From baking to bioprocessing: Lumen leases Seattle plant to advance ‘edible’ antibodies

Spirulina-based antibody developer Lumen Biosciences will convert a bakehouse into a biologics plant capable of producing 15 kg per week of cGMP-grade drug substance.

Seattle, Washington-based Lumen turns spirulina – protein-rich cyanobacteria touted by many health enthusiasts as a ‘superfood’ – into tiny factories that churn out therapeutic antibodies.

To support the development of its candidates, the firm has expanded its manufacturing footprint by leasing a former bakery in the Fremont-Wallingford neighborhood of Seattle.

Image: iStock/egal

“All of our current products are grown in spirulina and delivered within whole-spray dried biomass, a food item that has been commercially distributed for decades in the US,” Lumen’s CEO Brian Finrow told BioProcess Insider.

Spirulina-based biologics

Engineering a food product to produce a biologic drug is not a new idea. Earlier efforts failed, mostly because it’s hard to produce enough of the biologic. If a patient must eat the equivalent of an acre of a crop a day to receive therapeutic benefit, it’s just not feasible as a drug. Spirulina has been grown at scale in the US since the 1970s, which means that it has a long track record and plenty of safety data. Furthermore, sprirulina is packed with protein so a little sprinkle goes a long way. The biggest challenge is figuring out a way to make those protein stores therapeutic.

Antibodies are proteins. Lumen gets spirulina to produce them by engineering the cyanobacteria’s genome. But the company doesn’t use CRISPR or some other gene-editing technique, which would only make antibody production more complex and more expensive. The Lumen technology takes a gene that codes for a desired protein and inserts it into one or more designated locations in the spirulina genome. As spirulina grow and divide, they make the antibodies and pack them inside their cell membranes. Engineering also controls how much of a desired protein is produced in each cell.

Spirulina only need water and light to grow. The spirulina that’s sold by grocers and health food stores is grown in outdoor ponds, then dried. Lumen produces its spirulina much the same way, though it does so in a controlled 20,000 square-foot-indoor facility in Seattle’s Fremont neighborhood. The end product is a greenish powder of dead, desiccated cells.

Traveler’s diarrhea is Lumen’s lead disease target. The company aims to prevent the condition from developing in the first place. The Lumen drug, a capsule filled with the green powder, is intended to be taken by a traveler once a day. In the gut, the cell membrane breaks down, releasing its antibody payload. Those antibodies stand ready to bind to and neutralize toxic bacteria they encounter. The antibodies and pathogens are then swept from the gastrointestinal tract with bodily waste. In Phase I testing, the drug candidate was shown to be safe and well tolerated by patients.

Dataset extract.
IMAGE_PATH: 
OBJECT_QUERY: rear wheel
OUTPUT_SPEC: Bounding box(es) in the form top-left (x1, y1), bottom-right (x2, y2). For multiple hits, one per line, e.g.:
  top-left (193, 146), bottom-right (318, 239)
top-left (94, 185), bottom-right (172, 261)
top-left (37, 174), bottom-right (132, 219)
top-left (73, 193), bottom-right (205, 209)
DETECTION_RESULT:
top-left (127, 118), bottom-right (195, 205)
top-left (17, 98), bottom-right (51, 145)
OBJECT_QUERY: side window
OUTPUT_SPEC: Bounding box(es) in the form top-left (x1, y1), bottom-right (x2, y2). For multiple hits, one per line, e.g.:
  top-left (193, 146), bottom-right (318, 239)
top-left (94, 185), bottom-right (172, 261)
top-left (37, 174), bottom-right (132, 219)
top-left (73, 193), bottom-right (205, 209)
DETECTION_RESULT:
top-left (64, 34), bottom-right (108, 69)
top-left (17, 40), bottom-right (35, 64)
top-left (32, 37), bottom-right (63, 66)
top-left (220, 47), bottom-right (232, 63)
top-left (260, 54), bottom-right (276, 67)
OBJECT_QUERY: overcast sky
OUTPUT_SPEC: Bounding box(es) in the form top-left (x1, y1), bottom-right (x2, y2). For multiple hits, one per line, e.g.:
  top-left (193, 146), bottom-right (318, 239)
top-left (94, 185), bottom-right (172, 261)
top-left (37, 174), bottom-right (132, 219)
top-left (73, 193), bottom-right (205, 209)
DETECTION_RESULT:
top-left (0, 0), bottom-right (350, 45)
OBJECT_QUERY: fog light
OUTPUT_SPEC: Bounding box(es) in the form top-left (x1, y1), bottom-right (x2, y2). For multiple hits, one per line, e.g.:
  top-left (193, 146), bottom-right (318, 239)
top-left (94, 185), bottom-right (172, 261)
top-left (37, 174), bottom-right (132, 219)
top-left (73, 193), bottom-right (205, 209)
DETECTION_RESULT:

Exercise directions.
Write the next part of the article on Lumen Biosciences and its spirulina-grown antibodies, picking up after its closing sentence, which ends "shown to be safe and well tolerated by patients."

Answer below.
Lumen’s pipeline also includes candidates for norovirus and Clostridioides difficile infection, both of which the company aims to neutralize in the gut. There are no FDA-approved norovirus therapies or vaccines.

“Those products are all grown outdoors in uncontrolled open ponds, so compared with the challenges those producers face, safe indoor production is very easy for Lumen. All areas of the facility to be used for manufacturing will be fully remodeled with modern floor and wall treatments, modernized electrical systems, and upgraded air handling.”

As well as removing the remaining commercial baking infrastructure, Lumen aims to make upgrades in the internal space to accommodate quality control activities.

“Unlike bread, of course, our cGMP-grade products are tested for identity and potency as part of the lot-release process. We will also be adding a clean-room facility for final fill/finish encapsulation activities,” said Finrow.

“The upstream and downstream processes are far simpler than the colossally expensive aseptic fermentation and purification systems used by traditional injection biologics makers. Specifically, the site will house large-scale photobioreactors and large-scale spray driers, which account for most of the capital cost.

“Because the spirulina are photosynthetic cyanobacteria, sugar feedstock and complex growth factors are not required and the media is extraordinarily simple—just water and salts, so media preparation is likewise very simple and inexpensive from an infrastructure perspective.”

Once renovation is complete, Finrow said that up to 15 kg of cGMP-grade drug substance will be produced per week.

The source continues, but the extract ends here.